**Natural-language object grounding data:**
---*---

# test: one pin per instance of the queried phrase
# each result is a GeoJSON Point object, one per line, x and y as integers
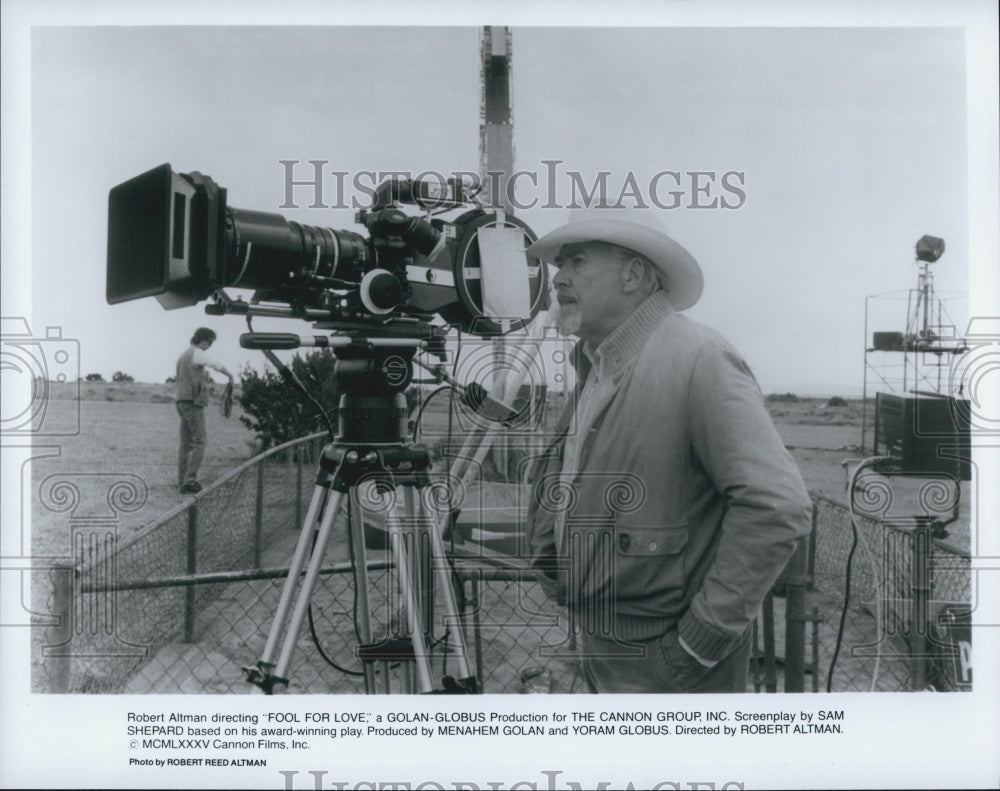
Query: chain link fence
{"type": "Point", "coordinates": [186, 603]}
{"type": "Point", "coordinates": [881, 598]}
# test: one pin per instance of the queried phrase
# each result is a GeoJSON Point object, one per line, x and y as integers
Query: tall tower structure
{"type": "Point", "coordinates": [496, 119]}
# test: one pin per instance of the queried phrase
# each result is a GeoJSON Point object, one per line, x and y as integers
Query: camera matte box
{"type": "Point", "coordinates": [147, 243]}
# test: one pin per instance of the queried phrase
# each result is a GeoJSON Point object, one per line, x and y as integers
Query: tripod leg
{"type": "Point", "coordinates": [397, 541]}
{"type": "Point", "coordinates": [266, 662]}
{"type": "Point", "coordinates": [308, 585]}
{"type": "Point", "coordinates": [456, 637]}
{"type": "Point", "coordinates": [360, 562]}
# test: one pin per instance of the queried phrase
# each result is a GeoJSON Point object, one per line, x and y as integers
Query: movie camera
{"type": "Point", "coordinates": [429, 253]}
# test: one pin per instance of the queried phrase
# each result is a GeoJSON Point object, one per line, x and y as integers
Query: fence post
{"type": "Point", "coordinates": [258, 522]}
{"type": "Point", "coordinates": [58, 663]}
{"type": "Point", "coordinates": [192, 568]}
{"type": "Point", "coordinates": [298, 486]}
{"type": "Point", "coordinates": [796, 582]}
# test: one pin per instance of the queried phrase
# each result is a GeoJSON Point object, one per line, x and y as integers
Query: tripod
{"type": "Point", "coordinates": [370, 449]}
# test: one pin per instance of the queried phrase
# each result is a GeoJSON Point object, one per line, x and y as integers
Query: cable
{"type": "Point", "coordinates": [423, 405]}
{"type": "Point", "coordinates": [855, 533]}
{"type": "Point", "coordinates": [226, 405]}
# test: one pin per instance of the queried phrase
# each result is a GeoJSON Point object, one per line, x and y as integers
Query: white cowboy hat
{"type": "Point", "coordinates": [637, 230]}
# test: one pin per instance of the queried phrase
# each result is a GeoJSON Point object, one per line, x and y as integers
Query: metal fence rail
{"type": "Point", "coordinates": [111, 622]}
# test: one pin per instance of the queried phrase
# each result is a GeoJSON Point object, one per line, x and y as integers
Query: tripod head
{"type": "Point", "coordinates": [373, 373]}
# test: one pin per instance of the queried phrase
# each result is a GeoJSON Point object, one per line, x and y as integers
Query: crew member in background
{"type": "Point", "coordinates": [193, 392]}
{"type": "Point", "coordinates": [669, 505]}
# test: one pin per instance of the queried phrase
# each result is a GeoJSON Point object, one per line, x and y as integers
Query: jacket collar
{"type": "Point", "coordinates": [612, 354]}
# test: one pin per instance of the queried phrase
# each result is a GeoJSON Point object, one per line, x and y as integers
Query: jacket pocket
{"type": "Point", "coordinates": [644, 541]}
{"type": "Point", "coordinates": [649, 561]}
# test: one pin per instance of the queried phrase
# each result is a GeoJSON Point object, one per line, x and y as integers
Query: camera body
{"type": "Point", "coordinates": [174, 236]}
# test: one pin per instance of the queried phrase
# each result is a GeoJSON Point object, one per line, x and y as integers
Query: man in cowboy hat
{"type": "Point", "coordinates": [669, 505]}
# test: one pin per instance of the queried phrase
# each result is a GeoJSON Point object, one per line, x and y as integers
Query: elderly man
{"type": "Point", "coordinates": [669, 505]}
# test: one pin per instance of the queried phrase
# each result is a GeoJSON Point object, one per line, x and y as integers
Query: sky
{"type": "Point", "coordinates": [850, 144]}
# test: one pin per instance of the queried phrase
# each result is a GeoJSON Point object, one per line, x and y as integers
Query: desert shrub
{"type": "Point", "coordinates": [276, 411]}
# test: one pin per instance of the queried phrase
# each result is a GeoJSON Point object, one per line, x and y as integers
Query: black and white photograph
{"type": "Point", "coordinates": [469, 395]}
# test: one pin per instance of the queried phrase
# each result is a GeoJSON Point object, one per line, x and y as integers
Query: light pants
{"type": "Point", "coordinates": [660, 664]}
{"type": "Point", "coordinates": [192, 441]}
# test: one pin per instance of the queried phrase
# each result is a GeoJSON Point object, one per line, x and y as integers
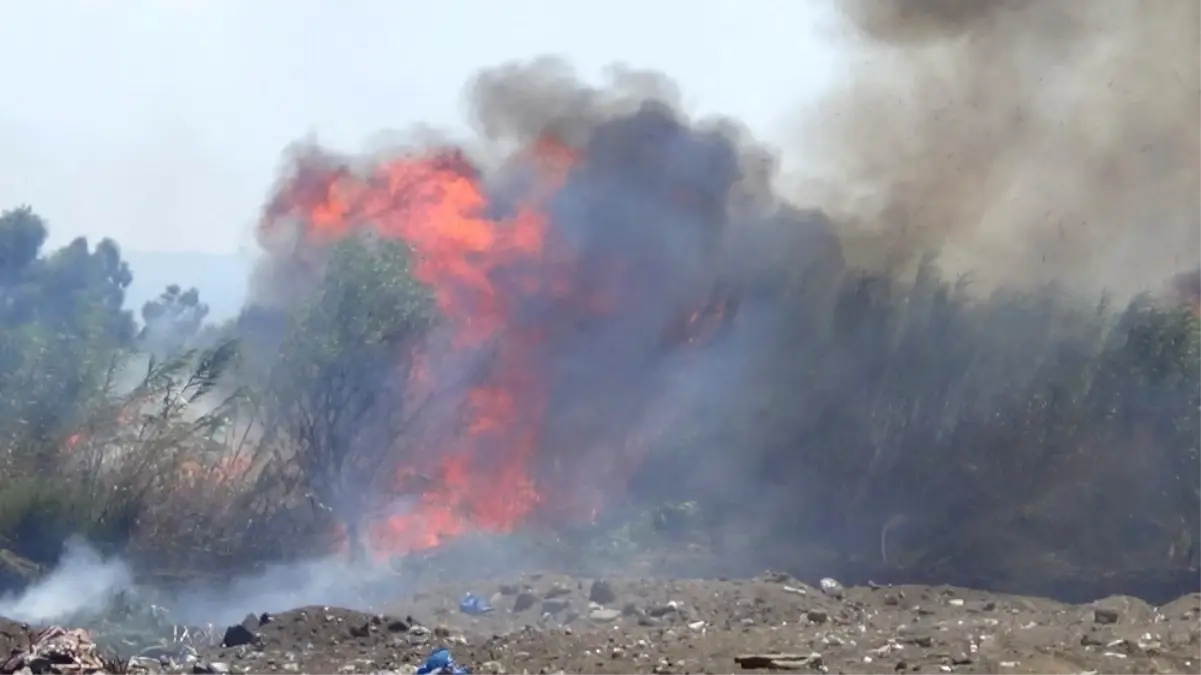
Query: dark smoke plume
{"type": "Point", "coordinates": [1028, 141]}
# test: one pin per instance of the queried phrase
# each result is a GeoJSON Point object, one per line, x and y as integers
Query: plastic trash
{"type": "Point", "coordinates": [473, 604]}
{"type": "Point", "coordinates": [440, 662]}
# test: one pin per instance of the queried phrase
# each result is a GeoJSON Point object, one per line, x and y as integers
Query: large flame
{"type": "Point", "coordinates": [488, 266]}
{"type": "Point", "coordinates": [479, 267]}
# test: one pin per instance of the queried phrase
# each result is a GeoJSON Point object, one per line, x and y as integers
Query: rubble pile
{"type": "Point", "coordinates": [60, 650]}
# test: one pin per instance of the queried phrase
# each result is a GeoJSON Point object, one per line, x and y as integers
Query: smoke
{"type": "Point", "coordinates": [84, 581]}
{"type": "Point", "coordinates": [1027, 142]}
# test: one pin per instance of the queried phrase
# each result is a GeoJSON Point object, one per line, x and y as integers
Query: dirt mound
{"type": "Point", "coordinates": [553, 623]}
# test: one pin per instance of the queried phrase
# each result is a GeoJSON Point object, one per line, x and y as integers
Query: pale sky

---*---

Each line above should be written out again unchanged; no images are to be carried over.

**Task answer:**
# test: one pin per instance of the queried phrase
# each result is a GeoJSON Point object, one per line, x and y as integers
Query: chain link fence
{"type": "Point", "coordinates": [186, 603]}
{"type": "Point", "coordinates": [881, 598]}
# test: one pin per instance of the queried phrase
# each result is a GeoJSON Point object, one per line, x and y as integers
Query: tall tower structure
{"type": "Point", "coordinates": [496, 119]}
# test: one pin per instance of the queried phrase
# each result is a GeoJSON Point object, one per line, x and y as integers
Query: camera matte box
{"type": "Point", "coordinates": [147, 243]}
# test: one pin per instance of the queried phrase
# each result is a GeoJSON Point object, one per line, x and y as integers
Query: tripod leg
{"type": "Point", "coordinates": [397, 541]}
{"type": "Point", "coordinates": [266, 662]}
{"type": "Point", "coordinates": [308, 585]}
{"type": "Point", "coordinates": [456, 637]}
{"type": "Point", "coordinates": [360, 562]}
# test: one pin per instance of the queried phrase
# each result is a GeoJSON Point object, one per line, x and y as integers
Query: movie camera
{"type": "Point", "coordinates": [429, 253]}
# test: one pin per instance of the queried phrase
# each result is a GeoJSON Point object, one per line, x and y as integers
Query: fence post
{"type": "Point", "coordinates": [258, 522]}
{"type": "Point", "coordinates": [58, 663]}
{"type": "Point", "coordinates": [192, 568]}
{"type": "Point", "coordinates": [298, 486]}
{"type": "Point", "coordinates": [796, 582]}
# test: one pin per instance of the queried phrase
# each result is a GeoJSON Point object, one per line, x and y as integers
Query: tripod
{"type": "Point", "coordinates": [370, 449]}
# test: one pin per instance of the queried phrase
# each result is a GeoJSON Point object, one per line, x and y as integers
Query: cable
{"type": "Point", "coordinates": [423, 405]}
{"type": "Point", "coordinates": [855, 533]}
{"type": "Point", "coordinates": [226, 405]}
# test: one pin per instance of the queried phrase
# each result is a GeoJSON Point object, one per line, x and y as integers
Query: white cowboy hat
{"type": "Point", "coordinates": [637, 230]}
# test: one pin per instance of the queried phrase
# each result is a GeoJSON Point object, one per line, x and y as integers
Query: metal fence rail
{"type": "Point", "coordinates": [111, 622]}
# test: one pin per instance of the queried phrase
# each result is a GeoJSON Point object, one per line, x and y as integers
Query: tripod head
{"type": "Point", "coordinates": [373, 373]}
# test: one pin per instance of the queried phrase
# each result is a GeoJSON Point object, one per line, x and y as integers
Query: crew member in background
{"type": "Point", "coordinates": [193, 392]}
{"type": "Point", "coordinates": [669, 505]}
# test: one pin per instance of the queried phrase
# each result is a GeoJSON Point object, one per line, x and y as integers
Query: jacket collar
{"type": "Point", "coordinates": [612, 354]}
# test: one pin per instance of the queried phrase
# each result is a GeoJSON Point object, one per line, x and y as integers
Query: jacket pocket
{"type": "Point", "coordinates": [644, 541]}
{"type": "Point", "coordinates": [649, 561]}
# test: one pin per instance of the queried phrase
# each result is a GeoJSON Point object, one per line, x and y as integers
Query: camera body
{"type": "Point", "coordinates": [174, 236]}
# test: one pin per instance of the queried phrase
# each result is a GeoJSON Point object, one per line, x and y as integers
Query: man in cowboy hat
{"type": "Point", "coordinates": [669, 505]}
# test: one pin per instance of the queried phrase
# each result is a GeoJSON Point object, one per line, x and y as integers
Query: elderly man
{"type": "Point", "coordinates": [669, 505]}
# test: one pin per instance of the queried phrase
# each result is a GeoJSON Point object, one per line, x and y as integers
Query: sky
{"type": "Point", "coordinates": [850, 144]}
# test: one pin per instance of the queried phrase
# each result is a GeoJSON Point object, one per line, x and y as integers
Query: desert shrub
{"type": "Point", "coordinates": [276, 411]}
# test: one pin per instance of the queried phrase
# each result is a GeoJSON Point object, one per line, x and y as integers
Query: black and white photograph
{"type": "Point", "coordinates": [469, 395]}
# test: one pin per instance of the queried phrase
# each result is a GeoJSON Point object, one per line, x and y as integers
Query: light pants
{"type": "Point", "coordinates": [660, 664]}
{"type": "Point", "coordinates": [192, 441]}
# test: one pin per instance of the queried phrase
# each result is a GeoJSON Point object, one per line, x and y as integers
Query: dark smoke plume
{"type": "Point", "coordinates": [1028, 141]}
# test: one pin per instance of the queried phrase
# each result is a GeoJSON Point object, one per line, x and y as integers
Query: plastic trash
{"type": "Point", "coordinates": [473, 604]}
{"type": "Point", "coordinates": [440, 662]}
# test: one pin per instance of the queried phrase
# each result is a GeoJSON Point object, one per line, x and y as integers
Query: large flame
{"type": "Point", "coordinates": [488, 266]}
{"type": "Point", "coordinates": [479, 267]}
# test: one pin per instance of the queried phrase
# each result is a GeoJSON Point object, one per line, x and y as integers
Query: rubble pile
{"type": "Point", "coordinates": [60, 650]}
# test: one pin per instance of the queried phrase
# each result is a GeoJSON Point object, one per line, x and y as integers
Query: smoke
{"type": "Point", "coordinates": [84, 581]}
{"type": "Point", "coordinates": [1027, 142]}
# test: one pin per instance of the queried phrase
# each result is a GeoJSON Point object, one per line, x and y as integers
Query: dirt mound
{"type": "Point", "coordinates": [553, 623]}
# test: one pin per instance of the queried phrase
# each result is a GeoJSON Point object, one per line, x and y as integers
Query: pale sky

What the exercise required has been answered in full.